● DATA FOR PROCESSING
──────────

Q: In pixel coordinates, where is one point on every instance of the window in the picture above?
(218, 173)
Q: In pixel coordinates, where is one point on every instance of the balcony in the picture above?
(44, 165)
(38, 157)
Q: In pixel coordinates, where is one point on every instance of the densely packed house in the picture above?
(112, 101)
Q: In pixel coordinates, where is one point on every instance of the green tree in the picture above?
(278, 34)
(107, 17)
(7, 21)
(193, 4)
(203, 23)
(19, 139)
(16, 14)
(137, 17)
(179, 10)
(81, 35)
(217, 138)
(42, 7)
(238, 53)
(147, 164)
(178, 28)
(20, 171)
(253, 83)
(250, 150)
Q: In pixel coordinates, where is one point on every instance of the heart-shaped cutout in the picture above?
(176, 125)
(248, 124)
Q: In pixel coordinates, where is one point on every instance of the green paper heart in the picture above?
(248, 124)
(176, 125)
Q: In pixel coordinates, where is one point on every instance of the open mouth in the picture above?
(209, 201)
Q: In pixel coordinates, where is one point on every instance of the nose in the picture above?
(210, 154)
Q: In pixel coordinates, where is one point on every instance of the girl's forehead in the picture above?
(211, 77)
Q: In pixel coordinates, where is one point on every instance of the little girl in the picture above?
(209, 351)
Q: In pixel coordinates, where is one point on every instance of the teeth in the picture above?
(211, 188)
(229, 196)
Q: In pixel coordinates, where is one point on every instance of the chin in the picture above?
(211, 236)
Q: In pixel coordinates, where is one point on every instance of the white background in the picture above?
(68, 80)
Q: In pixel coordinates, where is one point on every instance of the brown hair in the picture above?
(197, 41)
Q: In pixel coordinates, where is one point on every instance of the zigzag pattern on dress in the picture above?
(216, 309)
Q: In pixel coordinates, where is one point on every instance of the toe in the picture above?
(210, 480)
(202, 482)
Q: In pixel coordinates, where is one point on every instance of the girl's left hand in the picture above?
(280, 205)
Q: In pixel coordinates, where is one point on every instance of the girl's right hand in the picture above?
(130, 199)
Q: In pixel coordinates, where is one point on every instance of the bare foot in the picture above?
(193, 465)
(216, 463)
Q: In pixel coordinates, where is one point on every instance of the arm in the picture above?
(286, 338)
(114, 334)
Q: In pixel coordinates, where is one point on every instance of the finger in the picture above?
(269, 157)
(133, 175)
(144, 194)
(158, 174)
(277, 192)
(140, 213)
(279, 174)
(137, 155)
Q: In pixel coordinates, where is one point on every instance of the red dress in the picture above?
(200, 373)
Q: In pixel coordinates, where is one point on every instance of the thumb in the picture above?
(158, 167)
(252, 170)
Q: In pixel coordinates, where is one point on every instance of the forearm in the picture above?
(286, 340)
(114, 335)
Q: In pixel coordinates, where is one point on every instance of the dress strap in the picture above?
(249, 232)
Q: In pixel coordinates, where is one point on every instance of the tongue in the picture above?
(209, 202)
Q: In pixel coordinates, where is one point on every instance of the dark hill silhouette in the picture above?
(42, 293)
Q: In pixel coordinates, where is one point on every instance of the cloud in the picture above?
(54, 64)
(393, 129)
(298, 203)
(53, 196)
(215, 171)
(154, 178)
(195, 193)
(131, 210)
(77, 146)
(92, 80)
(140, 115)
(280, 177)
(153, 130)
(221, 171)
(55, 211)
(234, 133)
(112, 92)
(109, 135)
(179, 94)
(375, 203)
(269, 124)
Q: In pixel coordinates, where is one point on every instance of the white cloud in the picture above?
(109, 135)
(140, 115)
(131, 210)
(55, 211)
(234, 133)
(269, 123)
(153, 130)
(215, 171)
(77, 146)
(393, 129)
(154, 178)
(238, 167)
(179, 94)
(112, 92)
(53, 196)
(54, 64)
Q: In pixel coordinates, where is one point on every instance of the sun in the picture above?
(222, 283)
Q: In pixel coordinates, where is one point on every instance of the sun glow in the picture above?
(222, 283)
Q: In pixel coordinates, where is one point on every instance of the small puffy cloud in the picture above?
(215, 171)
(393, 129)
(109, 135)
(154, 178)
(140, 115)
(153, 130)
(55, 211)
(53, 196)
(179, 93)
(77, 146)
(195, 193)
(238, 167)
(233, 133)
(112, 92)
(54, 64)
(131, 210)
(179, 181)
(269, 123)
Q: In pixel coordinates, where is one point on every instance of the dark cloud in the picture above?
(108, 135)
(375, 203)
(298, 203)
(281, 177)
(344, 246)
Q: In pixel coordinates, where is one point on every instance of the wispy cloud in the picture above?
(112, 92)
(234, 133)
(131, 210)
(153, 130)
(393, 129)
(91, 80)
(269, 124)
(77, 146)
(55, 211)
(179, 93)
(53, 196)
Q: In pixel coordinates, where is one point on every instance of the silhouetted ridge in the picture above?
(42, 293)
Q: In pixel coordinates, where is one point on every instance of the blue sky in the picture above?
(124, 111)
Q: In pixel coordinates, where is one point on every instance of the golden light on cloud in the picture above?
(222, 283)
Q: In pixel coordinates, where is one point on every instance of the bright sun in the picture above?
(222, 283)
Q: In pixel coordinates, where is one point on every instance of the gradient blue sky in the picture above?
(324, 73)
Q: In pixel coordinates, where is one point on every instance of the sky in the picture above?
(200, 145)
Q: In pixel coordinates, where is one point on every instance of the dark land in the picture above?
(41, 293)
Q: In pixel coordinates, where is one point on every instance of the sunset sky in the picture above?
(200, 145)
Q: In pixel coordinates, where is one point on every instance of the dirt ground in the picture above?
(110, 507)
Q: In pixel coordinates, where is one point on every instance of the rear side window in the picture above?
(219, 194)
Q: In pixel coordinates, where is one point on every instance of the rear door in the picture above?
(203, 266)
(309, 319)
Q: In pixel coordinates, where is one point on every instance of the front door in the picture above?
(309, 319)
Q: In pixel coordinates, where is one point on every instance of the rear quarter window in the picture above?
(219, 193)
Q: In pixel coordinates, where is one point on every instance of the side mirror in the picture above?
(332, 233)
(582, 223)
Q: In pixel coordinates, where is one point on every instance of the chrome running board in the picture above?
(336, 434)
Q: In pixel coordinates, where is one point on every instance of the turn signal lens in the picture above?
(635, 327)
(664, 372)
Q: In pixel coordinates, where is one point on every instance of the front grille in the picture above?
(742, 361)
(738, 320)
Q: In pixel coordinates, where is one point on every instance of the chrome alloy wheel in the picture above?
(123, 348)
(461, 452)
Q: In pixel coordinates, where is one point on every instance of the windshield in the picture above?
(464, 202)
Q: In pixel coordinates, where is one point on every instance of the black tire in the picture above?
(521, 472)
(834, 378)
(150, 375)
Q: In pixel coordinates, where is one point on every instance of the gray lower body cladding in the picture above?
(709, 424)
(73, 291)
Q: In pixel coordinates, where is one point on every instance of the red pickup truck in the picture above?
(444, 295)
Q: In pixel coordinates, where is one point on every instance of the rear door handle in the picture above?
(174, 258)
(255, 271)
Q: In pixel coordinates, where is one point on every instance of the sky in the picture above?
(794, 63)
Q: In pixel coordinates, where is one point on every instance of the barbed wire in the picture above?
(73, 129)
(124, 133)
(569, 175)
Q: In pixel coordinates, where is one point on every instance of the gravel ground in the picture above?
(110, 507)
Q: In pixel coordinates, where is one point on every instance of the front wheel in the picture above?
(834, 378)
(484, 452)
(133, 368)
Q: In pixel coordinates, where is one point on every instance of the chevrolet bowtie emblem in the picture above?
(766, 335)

──────────

● EXERCISE AIM
Copy out all of the items above word for word, without changing anything.

● EXERCISE ANSWER
Q: In pixel coordinates, where is one point on every instance of the window in the picture above?
(218, 173)
Q: In pixel coordinates, where is one point on every instance of the balcony in the picture above?
(44, 165)
(38, 157)
Q: In pixel coordinates, where is one point on every instance of the densely packed house in the picture above?
(112, 101)
Q: In pixel coordinates, where is one point on every instance of the green tree in the picture above?
(278, 34)
(107, 17)
(7, 21)
(193, 4)
(203, 23)
(19, 139)
(16, 14)
(137, 17)
(179, 10)
(81, 35)
(217, 138)
(42, 7)
(238, 53)
(147, 164)
(178, 28)
(20, 171)
(253, 83)
(250, 150)
Q: In pixel coordinates, where is one point on every instance of the heart-shaped cutout in the picture above?
(176, 125)
(248, 124)
Q: In pixel coordinates, where is one point on every instance of the green paper heart in the picture above?
(248, 124)
(176, 125)
Q: In pixel coordinates, where is one point on every instance of the open mouth in the picture above?
(209, 201)
Q: In pixel coordinates, where is one point on every instance of the nose in the picture above?
(210, 154)
Q: In pixel coordinates, where is one point on every instance of the girl's forehead in the picture above?
(211, 77)
Q: In pixel coordinates, where is one point on every instance of the little girl in the picture above?
(209, 351)
Q: In pixel coordinates, where is one point on every instance of the teeth in the picture above?
(211, 188)
(229, 196)
Q: In pixel coordinates, where is one point on every instance of the chin in the picture above?
(211, 236)
Q: In pixel coordinates, where is one point on every instance of the white background in the picture above?
(68, 80)
Q: In pixel coordinates, where is one point on every instance of the brown hair in the picture above?
(197, 41)
Q: In pixel coordinates, where is one point on every instance of the zigzag pattern on dress in the picture above?
(216, 309)
Q: In pixel coordinates, where is one point on every instance of the toe in the picture above?
(210, 480)
(202, 482)
Q: In pixel coordinates, where is one point on every instance of the girl's left hand in the picture above?
(280, 205)
Q: In pixel coordinates, where is one point on every instance of the girl's right hand in the picture above?
(130, 199)
Q: In pixel coordinates, where is one point on every instance of the bare foot in the picture above?
(193, 465)
(216, 463)
Q: In pixel coordinates, where is one point on every instance of the arm in the picture above?
(286, 338)
(114, 334)
Q: In pixel coordinates, where is one point on every instance of the finger in the picture above?
(269, 157)
(133, 175)
(144, 194)
(158, 174)
(277, 192)
(140, 213)
(279, 174)
(137, 155)
Q: In pixel coordinates, where is one point on every instance of the red dress in the picture above?
(200, 373)
Q: In pixel coordinates, where is one point on every instance of the thumb in the picture above?
(158, 167)
(252, 170)
Q: In pixel coordinates, where is one point on every instance of the forearm in the picture above?
(286, 340)
(114, 335)
Q: In pixel coordinates, where is one point on every instance of the dress strap in the picture above?
(249, 232)
Q: In pixel coordinates, where is one point on every instance of the tongue in the picture above?
(209, 202)
Q: In pixel coordinates, where is one point on every instance of the dark hill silhouette in the picture above?
(42, 293)
Q: In pixel coordinates, where is one point on every instance of the cloud in the picture above?
(54, 64)
(393, 129)
(298, 203)
(53, 196)
(215, 171)
(154, 178)
(195, 193)
(131, 210)
(77, 146)
(92, 80)
(140, 115)
(280, 177)
(153, 130)
(221, 171)
(55, 211)
(234, 133)
(112, 92)
(109, 135)
(179, 94)
(375, 203)
(269, 124)
Q: In pixel coordinates, where is one point on every instance of the white cloud in the picture above?
(109, 135)
(140, 115)
(131, 210)
(55, 211)
(234, 133)
(269, 123)
(153, 130)
(215, 171)
(77, 146)
(393, 129)
(154, 178)
(238, 167)
(179, 94)
(112, 92)
(53, 196)
(54, 64)
Q: In pixel coordinates, where is one point on every instance of the sun in the picture above?
(222, 283)
Q: In pixel coordinates, where is one point on every instance of the sun glow in the picture above?
(222, 283)
Q: In pixel coordinates, where is one point on every instance of the small puffy cloud in the picture above?
(215, 171)
(393, 129)
(109, 135)
(154, 178)
(140, 115)
(153, 130)
(55, 211)
(53, 196)
(179, 93)
(77, 146)
(195, 193)
(238, 167)
(233, 133)
(112, 92)
(54, 64)
(131, 210)
(179, 181)
(269, 123)
Q: In pixel coordinates, where is one point on every instance of the dark cloud in the picture above?
(108, 135)
(375, 203)
(298, 203)
(281, 177)
(344, 246)
Q: In pixel coordinates, where is one point on every instance of the wispy cloud in the picture above?
(112, 92)
(234, 133)
(131, 210)
(153, 130)
(393, 129)
(91, 80)
(269, 124)
(77, 146)
(55, 211)
(179, 93)
(53, 196)
Q: In pixel coordinates, where is one point on every instance of the silhouetted ridge in the picture above?
(42, 293)
Q: In pixel coordinates, where is one point on every instance of the blue sky in the picture above?
(124, 111)
Q: In pixel coordinates, where is one point on every instance of the golden light on cloud in the picture above?
(222, 283)
Q: In pixel coordinates, where is one point on every instance of the bright sun in the picture above?
(222, 283)
Q: In pixel coordinates, where is one point on every instance of the gradient blue sky in the picture above?
(324, 73)
Q: In pixel coordinates, where is one point on every instance of the sky in the picture above?
(200, 145)
Q: In pixel coordinates, where is one point on every instance of the dark land in the picture above?
(41, 293)
Q: In pixel coordinates, where is one point on every instance of the sunset sky in the picture above?
(200, 145)
Q: In pixel coordinates, where is one point on every instance of the dirt ground in the picture above?
(110, 507)
Q: In pixel coordinates, where is one point on every instance of the rear side window in the picture above?
(219, 194)
Q: In pixel coordinates, where is one point on every instance of the rear door in the picture above?
(203, 266)
(309, 319)
Q: In pixel coordinates, where is one point on every instance of the front door in the picture above?
(309, 319)
Q: In pixel coordinates, where is one point on every instance of the rear quarter window in the picture above?
(219, 193)
Q: In pixel coordinates, where is one point on every instance of the side mirror in the picture above?
(332, 233)
(582, 223)
Q: In pixel coordinates, where is one point on every instance of the chrome running board in the picture above?
(336, 434)
Q: In pixel coordinates, where is one point on every instance of the turn signal lens in the picture above?
(635, 327)
(664, 372)
Q: In pixel coordinates, where is one point on every instance of the front grille in the picture above?
(742, 361)
(738, 320)
Q: In pixel coordinates, where is one point on every instance of the chrome alloy wheel in the picture above?
(123, 348)
(461, 452)
Q: In pixel coordinates, where is one point on every instance of the windshield in the picture above?
(464, 202)
Q: In pixel coordinates, where is one point on every instance of the black tire in the picture above?
(521, 472)
(834, 378)
(150, 375)
Q: In pixel coordinates, where is one point on every instance of the gray lower body cladding in the picture above?
(709, 424)
(73, 291)
Q: In pixel coordinates, where is one point on every instance of the red pickup truck in the picture above?
(444, 295)
Q: In pixel coordinates, where is one point on every instance of the rear door handle in the picture above?
(174, 258)
(255, 271)
Q: In pixel coordinates, where is one point on every instance of the sky in the picture above?
(794, 63)
Q: In pixel coordinates, where is one point on every instance of the barbed wire in the picture above?
(73, 129)
(124, 133)
(569, 175)
Q: In pixel coordinates, where is one point on every instance of the gravel ground in the picture above?
(110, 507)
Q: In pixel coordinates, where is one point on every instance of the front wheel in the picture above?
(834, 378)
(484, 452)
(133, 368)
Q: In pixel coordinates, where is one point on every instance of the chevrolet bowtie emblem in the picture above?
(766, 335)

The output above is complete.